使うデータ:
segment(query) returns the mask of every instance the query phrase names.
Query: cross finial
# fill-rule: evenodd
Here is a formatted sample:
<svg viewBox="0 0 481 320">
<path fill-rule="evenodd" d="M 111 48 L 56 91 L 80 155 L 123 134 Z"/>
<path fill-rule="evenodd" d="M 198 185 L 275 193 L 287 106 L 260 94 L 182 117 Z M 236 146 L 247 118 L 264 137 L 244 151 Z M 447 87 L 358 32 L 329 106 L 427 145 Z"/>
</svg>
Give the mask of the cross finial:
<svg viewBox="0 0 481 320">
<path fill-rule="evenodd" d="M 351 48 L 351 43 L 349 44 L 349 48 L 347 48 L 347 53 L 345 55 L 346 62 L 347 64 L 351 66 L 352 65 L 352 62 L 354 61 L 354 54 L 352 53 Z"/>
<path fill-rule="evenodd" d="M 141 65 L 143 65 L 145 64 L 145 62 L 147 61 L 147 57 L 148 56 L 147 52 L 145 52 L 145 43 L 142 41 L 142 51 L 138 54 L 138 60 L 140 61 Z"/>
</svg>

やること: 上の行のうち、「rule」という文字列を含む行をすべて示せ。

答え:
# fill-rule: evenodd
<path fill-rule="evenodd" d="M 111 48 L 56 91 L 80 155 L 123 134 Z"/>
<path fill-rule="evenodd" d="M 198 185 L 275 193 L 287 106 L 260 94 L 182 117 Z M 236 146 L 247 118 L 264 137 L 244 151 Z M 447 87 L 358 32 L 329 106 L 427 145 Z"/>
<path fill-rule="evenodd" d="M 351 48 L 351 43 L 349 44 L 349 48 L 347 48 L 347 53 L 345 55 L 346 62 L 347 64 L 351 66 L 352 65 L 352 62 L 354 61 L 354 54 L 352 53 Z"/>
<path fill-rule="evenodd" d="M 141 65 L 143 65 L 145 64 L 145 62 L 147 61 L 147 57 L 148 56 L 147 52 L 145 52 L 145 43 L 142 41 L 142 51 L 138 54 L 138 60 L 140 61 Z"/>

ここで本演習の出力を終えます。